### Problem statement
Continue the passage on hard tap water and TDS levels for plants from where it stops.

### Excerpt

Crusty faucets and shower heads mean your water is "hard," usually due to too many minerals. Tap water with a TDS (total dissolved solids) level of more than around 200ppm (parts per million) is "hard" and should be looked into, especially if your plants have a chronic problem. Ask your water company for an analysis listing, which will usually list the pH, TDS, and mineral levels (as well as the pollutants, carcinogens, etc) for the tap water in your area. This is a common request, especially in this day and age, so it shouldn't raise an eyebrow. Regular water filters will not reduce a high TDS level, but the costlier reverse-osmosis units, distillers, and de-ionizers will. A digital TDS meter (or EC = electrical conductivity meter) is an incredibly useful tool for monitoring the nutrient levels of nutrient solution, and will pay for itself before you know it. They run about $40 and up.

### Extracted entries
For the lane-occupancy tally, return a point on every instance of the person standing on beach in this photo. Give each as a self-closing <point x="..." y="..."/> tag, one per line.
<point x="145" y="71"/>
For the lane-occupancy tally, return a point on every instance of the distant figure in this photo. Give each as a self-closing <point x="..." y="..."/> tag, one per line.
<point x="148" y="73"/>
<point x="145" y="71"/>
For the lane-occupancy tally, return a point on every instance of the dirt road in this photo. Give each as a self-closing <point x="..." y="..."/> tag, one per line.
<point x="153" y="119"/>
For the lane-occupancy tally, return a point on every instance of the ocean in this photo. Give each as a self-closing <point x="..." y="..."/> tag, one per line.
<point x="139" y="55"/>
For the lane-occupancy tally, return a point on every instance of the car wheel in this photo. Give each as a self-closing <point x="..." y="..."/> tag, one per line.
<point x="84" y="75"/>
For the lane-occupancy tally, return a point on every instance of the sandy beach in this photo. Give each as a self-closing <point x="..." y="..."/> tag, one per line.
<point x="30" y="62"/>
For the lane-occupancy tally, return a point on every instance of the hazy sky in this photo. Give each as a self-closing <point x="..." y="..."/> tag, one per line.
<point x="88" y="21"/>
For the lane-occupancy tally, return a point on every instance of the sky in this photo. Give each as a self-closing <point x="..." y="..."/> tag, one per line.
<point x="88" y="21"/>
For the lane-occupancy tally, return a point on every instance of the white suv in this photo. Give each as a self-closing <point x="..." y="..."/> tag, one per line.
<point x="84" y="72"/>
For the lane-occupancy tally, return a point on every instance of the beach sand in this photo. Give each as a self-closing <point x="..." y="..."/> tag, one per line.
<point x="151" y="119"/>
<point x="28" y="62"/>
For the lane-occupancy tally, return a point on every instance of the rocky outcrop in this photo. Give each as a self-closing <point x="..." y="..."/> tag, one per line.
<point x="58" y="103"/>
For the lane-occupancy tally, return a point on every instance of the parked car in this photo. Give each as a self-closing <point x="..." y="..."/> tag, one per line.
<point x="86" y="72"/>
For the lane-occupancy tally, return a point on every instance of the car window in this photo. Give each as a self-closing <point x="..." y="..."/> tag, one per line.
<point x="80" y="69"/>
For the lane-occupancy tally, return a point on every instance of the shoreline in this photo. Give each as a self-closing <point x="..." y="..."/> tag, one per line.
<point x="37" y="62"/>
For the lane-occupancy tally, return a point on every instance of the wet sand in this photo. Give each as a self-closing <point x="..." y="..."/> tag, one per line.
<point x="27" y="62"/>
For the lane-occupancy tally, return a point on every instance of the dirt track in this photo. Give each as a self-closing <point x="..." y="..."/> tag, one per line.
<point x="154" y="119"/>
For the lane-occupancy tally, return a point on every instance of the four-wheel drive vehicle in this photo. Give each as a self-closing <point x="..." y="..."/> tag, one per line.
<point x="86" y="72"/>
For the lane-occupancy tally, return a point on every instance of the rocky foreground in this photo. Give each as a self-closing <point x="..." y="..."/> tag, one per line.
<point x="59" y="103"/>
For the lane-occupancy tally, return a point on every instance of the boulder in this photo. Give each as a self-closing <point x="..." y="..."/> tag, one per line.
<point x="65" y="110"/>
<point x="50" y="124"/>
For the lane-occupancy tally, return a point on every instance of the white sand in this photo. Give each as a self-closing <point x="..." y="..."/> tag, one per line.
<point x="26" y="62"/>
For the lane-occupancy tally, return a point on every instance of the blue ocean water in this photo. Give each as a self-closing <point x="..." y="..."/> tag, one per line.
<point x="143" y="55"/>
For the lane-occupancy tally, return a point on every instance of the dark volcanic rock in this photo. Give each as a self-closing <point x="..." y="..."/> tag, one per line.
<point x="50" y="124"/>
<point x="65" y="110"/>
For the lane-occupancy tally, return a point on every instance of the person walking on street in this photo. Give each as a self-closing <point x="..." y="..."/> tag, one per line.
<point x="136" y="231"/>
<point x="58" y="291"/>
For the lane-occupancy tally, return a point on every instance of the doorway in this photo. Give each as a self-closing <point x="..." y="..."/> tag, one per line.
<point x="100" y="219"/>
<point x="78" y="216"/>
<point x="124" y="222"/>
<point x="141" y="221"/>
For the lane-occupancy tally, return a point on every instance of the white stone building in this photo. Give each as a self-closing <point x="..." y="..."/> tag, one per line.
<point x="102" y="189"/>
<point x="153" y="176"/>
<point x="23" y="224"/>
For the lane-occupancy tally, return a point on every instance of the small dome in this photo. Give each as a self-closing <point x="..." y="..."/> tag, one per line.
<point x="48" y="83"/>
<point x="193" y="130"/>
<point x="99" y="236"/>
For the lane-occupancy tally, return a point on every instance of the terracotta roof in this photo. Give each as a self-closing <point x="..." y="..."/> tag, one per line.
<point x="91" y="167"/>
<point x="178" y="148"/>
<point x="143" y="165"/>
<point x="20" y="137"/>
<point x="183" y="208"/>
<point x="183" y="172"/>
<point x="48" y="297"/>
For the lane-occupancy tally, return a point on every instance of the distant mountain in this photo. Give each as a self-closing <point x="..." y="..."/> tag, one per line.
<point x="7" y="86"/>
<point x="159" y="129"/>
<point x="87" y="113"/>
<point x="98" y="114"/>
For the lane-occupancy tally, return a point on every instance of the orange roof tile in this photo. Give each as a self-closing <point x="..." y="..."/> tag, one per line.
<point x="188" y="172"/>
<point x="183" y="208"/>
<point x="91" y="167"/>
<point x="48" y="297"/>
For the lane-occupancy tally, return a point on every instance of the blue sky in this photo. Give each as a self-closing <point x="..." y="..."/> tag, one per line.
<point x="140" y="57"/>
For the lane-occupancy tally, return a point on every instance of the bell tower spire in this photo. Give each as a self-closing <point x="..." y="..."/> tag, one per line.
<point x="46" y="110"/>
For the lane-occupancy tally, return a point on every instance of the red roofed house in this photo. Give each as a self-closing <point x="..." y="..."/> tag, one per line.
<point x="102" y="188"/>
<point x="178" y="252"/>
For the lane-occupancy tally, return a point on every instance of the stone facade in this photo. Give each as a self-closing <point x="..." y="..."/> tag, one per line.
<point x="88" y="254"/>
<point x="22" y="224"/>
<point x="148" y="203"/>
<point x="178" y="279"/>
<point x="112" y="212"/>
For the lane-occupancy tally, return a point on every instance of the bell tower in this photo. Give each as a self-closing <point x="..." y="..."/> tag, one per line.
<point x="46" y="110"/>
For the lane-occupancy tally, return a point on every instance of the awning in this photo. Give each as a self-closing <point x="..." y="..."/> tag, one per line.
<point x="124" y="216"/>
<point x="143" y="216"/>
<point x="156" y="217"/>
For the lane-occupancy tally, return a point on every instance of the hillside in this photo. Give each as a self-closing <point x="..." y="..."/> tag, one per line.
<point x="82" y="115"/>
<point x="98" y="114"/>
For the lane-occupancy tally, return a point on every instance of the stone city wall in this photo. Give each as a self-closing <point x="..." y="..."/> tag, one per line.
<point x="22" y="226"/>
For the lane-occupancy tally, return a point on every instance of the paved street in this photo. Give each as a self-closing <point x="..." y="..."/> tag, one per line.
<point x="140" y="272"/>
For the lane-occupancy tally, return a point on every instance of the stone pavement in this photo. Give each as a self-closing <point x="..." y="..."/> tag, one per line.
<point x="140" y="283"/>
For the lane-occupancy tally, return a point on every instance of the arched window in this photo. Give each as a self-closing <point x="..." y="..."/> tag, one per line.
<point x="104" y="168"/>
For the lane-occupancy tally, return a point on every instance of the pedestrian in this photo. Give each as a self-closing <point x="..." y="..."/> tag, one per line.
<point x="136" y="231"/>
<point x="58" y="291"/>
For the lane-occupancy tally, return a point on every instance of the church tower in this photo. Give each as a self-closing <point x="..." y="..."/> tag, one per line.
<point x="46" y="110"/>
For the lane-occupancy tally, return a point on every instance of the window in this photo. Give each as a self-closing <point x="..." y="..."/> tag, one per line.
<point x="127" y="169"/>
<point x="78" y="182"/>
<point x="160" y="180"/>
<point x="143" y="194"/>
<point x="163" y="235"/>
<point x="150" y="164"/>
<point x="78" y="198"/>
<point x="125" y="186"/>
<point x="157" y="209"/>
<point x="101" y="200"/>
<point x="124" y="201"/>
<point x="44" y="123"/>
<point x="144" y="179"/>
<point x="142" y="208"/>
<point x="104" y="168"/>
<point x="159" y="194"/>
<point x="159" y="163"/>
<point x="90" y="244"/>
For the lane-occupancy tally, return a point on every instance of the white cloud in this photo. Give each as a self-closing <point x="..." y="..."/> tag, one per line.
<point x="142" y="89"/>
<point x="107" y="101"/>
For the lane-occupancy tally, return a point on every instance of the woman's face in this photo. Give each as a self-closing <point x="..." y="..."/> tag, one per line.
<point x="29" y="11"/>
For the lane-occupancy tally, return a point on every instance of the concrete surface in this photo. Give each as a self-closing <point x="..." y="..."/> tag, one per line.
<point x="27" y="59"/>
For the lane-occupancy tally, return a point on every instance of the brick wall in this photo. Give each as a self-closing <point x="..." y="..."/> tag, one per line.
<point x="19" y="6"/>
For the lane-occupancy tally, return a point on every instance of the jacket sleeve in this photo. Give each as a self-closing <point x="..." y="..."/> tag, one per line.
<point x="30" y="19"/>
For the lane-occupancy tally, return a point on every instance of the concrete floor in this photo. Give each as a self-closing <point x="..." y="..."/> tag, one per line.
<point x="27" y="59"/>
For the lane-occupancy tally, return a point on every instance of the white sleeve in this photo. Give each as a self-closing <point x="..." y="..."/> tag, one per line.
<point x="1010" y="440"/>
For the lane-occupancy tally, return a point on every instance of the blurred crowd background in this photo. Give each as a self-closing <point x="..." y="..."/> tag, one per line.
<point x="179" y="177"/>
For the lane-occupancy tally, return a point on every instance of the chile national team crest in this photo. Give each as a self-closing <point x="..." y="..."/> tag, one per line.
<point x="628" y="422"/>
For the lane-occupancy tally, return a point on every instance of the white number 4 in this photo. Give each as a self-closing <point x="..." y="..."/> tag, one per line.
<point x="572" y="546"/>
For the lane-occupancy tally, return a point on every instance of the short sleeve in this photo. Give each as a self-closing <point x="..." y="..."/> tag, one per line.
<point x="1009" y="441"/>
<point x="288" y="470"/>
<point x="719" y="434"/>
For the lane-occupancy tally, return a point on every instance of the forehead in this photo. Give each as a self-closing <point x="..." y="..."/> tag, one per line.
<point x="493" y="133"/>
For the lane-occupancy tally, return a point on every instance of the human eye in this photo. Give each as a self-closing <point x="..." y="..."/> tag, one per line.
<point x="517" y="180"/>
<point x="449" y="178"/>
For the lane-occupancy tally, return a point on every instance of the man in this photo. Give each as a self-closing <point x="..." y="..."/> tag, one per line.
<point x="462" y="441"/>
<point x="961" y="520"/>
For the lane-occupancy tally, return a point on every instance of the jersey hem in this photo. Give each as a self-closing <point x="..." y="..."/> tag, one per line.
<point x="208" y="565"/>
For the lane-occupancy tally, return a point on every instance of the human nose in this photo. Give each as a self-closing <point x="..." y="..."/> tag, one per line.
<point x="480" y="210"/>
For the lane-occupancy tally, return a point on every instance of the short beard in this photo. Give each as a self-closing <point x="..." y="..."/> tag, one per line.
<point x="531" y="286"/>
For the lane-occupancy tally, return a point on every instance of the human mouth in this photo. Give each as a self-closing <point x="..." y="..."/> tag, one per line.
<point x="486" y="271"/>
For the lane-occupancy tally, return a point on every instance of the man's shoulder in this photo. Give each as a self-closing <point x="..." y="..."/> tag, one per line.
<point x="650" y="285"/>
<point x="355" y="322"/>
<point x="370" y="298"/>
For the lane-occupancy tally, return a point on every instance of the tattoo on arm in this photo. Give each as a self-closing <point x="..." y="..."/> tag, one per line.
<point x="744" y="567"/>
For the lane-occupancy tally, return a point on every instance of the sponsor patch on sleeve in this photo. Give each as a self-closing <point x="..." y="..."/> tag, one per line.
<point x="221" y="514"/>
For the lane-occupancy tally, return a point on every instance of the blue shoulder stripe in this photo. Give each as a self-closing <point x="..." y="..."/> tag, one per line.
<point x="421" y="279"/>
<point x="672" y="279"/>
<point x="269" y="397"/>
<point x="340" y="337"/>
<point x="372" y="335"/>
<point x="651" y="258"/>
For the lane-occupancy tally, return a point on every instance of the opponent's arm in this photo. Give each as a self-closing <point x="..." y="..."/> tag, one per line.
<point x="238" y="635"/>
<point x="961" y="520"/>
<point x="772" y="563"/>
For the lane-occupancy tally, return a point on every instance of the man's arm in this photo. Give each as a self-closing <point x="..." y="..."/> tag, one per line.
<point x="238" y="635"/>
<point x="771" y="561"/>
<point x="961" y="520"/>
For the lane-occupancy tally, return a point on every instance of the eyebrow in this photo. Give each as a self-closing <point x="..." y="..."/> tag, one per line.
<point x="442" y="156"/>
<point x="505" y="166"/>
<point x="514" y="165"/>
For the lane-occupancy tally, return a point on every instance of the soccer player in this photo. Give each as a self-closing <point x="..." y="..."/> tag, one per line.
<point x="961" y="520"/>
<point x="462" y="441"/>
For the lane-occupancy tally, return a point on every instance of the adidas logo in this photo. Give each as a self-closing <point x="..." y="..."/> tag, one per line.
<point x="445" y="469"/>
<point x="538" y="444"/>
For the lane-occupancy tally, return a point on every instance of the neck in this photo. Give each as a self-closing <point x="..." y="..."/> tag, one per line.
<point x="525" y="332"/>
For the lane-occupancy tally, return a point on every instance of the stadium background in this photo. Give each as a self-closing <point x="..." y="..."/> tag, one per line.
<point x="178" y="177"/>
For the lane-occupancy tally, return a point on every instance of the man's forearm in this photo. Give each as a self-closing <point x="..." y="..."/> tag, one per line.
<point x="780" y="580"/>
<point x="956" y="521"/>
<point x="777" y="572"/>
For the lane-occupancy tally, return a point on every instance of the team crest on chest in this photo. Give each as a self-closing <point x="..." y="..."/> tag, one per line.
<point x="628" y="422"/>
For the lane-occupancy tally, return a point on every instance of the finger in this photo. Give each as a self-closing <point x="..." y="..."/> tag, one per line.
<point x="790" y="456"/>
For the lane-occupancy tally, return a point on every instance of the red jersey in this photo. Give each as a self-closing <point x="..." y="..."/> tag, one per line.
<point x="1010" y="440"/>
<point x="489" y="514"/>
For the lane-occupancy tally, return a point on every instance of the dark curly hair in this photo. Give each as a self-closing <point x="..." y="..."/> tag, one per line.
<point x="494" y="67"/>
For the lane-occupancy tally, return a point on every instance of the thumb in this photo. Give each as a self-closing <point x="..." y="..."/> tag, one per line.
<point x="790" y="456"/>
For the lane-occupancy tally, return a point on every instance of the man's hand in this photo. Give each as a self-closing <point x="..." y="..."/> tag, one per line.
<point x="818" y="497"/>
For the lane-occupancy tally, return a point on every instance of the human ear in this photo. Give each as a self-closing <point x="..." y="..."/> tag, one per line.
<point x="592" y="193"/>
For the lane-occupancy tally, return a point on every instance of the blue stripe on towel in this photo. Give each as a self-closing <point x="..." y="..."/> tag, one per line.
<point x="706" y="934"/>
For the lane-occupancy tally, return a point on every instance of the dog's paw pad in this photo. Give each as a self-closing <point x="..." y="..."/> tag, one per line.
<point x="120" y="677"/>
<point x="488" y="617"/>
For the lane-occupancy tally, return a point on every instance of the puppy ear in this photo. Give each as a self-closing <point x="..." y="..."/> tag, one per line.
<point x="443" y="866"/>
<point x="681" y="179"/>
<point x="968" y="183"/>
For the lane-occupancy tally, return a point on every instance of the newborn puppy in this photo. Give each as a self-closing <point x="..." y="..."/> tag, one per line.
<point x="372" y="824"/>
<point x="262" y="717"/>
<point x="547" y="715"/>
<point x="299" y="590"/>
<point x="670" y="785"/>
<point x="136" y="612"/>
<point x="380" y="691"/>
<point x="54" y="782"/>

### Result of this task
General Feeding Tips

Pot plants are very adaptable, but a general rule of thumb is to use more nitrogen & less phosphorous during the vegetative period, and the exact opposite during the flowering period. For the veg. period try a N:P:K ratio of about 10:7:8 (which of course is the same ratio as 20:14:16), and for flowering plants, 4:8:8. Check the pH after adding nutrients. If you use a reservoir, keep it circulating and change it every 2 weeks. A general guideline for TDS levels is as follows: seedlings = 50-150 ppm; unrooted clones = 100-350 ppm; small plants = 400-800 ppm; large plants = 900-1800 ppm; last week of flowering = taper off to plain water. These numbers are just a guideline, and many factors can change the actual level the plants will need. Certain nutrients are "invisible" to TDS meters, especially organics, so use TDS level only as an estimate of actual nutrient levels. When in doubt about a new fertilizer, follow the fertilizer's directions for feeding tomatoes. Grow a few tomato or radish plants nearby for comparison. PH - The pH of water after adding any nutrients should be around 5.9-6.5 (in rockwool, 5.5-6.1) . Generally speaking, the micro-nutrients (Fe, Zn, Mn, Cu) get locked out at a high pH (alkaline) above 7. 0, while the major nutrients (N, P, K, Mg) can be less available in acidic soil or water (below 5.0). Tap water is often too alkaline. Soils with lots of peat or other organic matter in them tend to get too acidic, which some dolomite lime will help fix. Soil test kits vary in accuracy, and generally the more you pay the better the accuracy. For the water, color-based pH test kits from aquarium stores are inexpensive, but inaccurate. Invest in a digital pH meter ($40-80), preferably a waterproof one. You won't regret it.

Other Things…

Cold

Cold weather (below 50F/10C) can lock up phosphorous. Some varieties, like equatorial sativas, don't take well to cold weather. If you can keep the roots warmer, the plant will be able to take cooler temps than it otherwise could.

Heat

If the lights are too close to the plant, the tops may be curled, dry, and look burnt, mimicking a nutrient problem. Your hand should not feel hot after a minute when you hold it at the top of the plants. Raise the lights and/or aim a fan at the hot zone. Room temps should be kept under 85F (29C) -- or 90F (33) if you add additional CO2.

Humidity

Thin, shriveled leaves can be from low humidity. 40-80 % is usually fine.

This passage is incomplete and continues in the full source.